Written exercise A
Convert the entries, from the line containing "Attention annotators: the target object for this HIT is fingers." through the line containing "[251,232,513,370]", into a Markdown table with the columns Row and Entry line. Number each line and skip any blank lines.

# Reasons for Frog Drownings



## Darks!de (Nov 16, 2004)

Talking to people during the Sunday night chat, the topic of frog drownings came up. I'm particularly interested in this because i am currently completing the construction of a 115gl viv with a waterfall, stream, and pond. The pond can be up to 4" deep, but after talking to several froggers about the dangers of deep water, i'm not quite sure what to do.

The tank will contain a colony of leucs, which to some people might be known as excessively quarrelsome and "social." I plan on getting juvies, so that I can watch them grow up and "raise them" a bit. One member on the chat mentioned that they had pond features in several of their vivs, but which only contained adult frogs. Another member mentioned that they did lose a frog (actually a leuc) in a drowning incident, and it was a juvy.

So the question is this. What is causing these frog drownings? They are said to be able to hold their breathe for a long time, and they are of course amphibians, animals that live on land and in water. Is it an age related event? Is it do to fighting between frogs (pinning each other down? Is it due to fatigue when i frog cannot get out of the water?

The pond I have has sloping sides with plants and sticks. But after talking to members, it seems that this might not matter at all. Frogs might still be able to drown. I do not in anyway want to risk frog death due to this pond, so it would be very helpful if any experience could be posted on this matter.

If it was possible to prove if frog drownings were due to quarreling or due to actual drowning, it would be much easier to decide on a plan of action. Water could be lowered to a minimal depth to help frogs leave the water easily, or it could be raised to a level where frogs could not hold one another underwater because they could not reach the bottom. There are many options, but which is the right one?

Luke


----------



## TimsViv (Feb 16, 2004)

Luke,

I have a fairly substantial water portion to my display tank and have never lost a frog to drowning (actually, I never lost a frog, period, in the 2.5 years the tank has been set-up). See my signature for the inhabitants of my display tank. All of the frogs were introduced into the tank as juveniles.

I have only, once witnessed a frog accidentally go into the water. The tinc going after a fruit fly stepped on to some floating java moss and ended up in the water. It climbed out easily and with out any assistance.

Written exercise B
Carry on the forum thread about frog drownings, picking up right after its last sentence.

Rows of box annotation data
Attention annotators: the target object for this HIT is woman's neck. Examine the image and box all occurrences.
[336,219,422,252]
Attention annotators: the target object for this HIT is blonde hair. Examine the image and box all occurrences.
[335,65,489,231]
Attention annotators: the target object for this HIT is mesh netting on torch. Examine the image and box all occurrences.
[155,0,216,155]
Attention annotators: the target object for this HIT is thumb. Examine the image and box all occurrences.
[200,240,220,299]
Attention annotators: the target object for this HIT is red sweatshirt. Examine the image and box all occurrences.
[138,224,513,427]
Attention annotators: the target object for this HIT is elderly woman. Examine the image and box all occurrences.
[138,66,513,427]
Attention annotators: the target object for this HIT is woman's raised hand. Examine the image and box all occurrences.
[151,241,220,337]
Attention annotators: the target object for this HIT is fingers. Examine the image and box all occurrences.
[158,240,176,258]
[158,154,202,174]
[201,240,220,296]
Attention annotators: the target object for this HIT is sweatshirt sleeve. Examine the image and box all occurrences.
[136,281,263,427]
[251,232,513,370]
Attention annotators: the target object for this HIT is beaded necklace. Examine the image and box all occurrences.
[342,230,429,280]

Result A
| Row | Entry line |
|---|---|
| 1 | Attention annotators: the target object for this HIT is fingers. Examine the image and box all occurrences. |
| 2 | [158,240,176,258] |
| 3 | [158,154,202,174] |
| 4 | [201,240,220,296] |
| 5 | Attention annotators: the target object for this HIT is sweatshirt sleeve. Examine the image and box all occurrences. |
| 6 | [136,281,263,427] |
| 7 | [251,232,513,370] |

Result B
I have, also, patted each of the frogs into the water, just to observe how they reacted. All stayed on the surface and swam directly back to the land with out any problem.

These are just my experiences, but I really don't think there is a drowning issue with dart frogs as long as there are several easy egress points.

Tim


----------



## bbrock (May 20, 2004)

I have no experience with leucs but can tell you that pumilio males have been know to drown rivals in territorial disputes. Most often though if you are careful to design the water features without places where the frogs can get trapped, you are fine. I recently lost a very valuable female wc blue jeans that was consistently producing froglets. She drown in a small tube I had placed as a potential tad rearing site. She went in head first and could not turn around.


----------



## Darks!de (Nov 16, 2004)

I did read that post Brent, it really sucks. I heard that about pumilios, but i heard that leucs had a tendency to fight also. But whether the drownings were becuase of quarrels or something else is not clear. Anybody with frog drownings or luecs have any input?

Luke


----------



## ManofMusic (Aug 31, 2004)

I don't mean to hijack the post or anything, but I'm curious about the fighting leucs you mention. Anybody have any more information on this? I was under the impression that they were one of the less territorial species. I've never seen any hostile interactions between any of mine...


----------



## Darks!de (Nov 16, 2004)

Don't worry about it, i'm interested in that information also.

Luke


----------



## Darks!de (Nov 16, 2004)

Does anybody keep several pairs in a tank with pools or water features? I would like to know about your experience. Thanks.

Luke

P.S. Thanks for the email keith.


----------



## Guest (Feb 17, 2005)

I have four leucs (juvies) in a 46 gallon tank with a stream, a waterfall on the back panel and a pond that houses a betta. So far, I have never seen the frogs in the water, or for that matter, anywhere near the water.

I also have two other vivariums. One houses four azureus. I have watched frogs launch themselves from the top of the waterfall and land directly in the pond where they swim to the side and climb out without incident. These are also juvies, a little older than my leucs.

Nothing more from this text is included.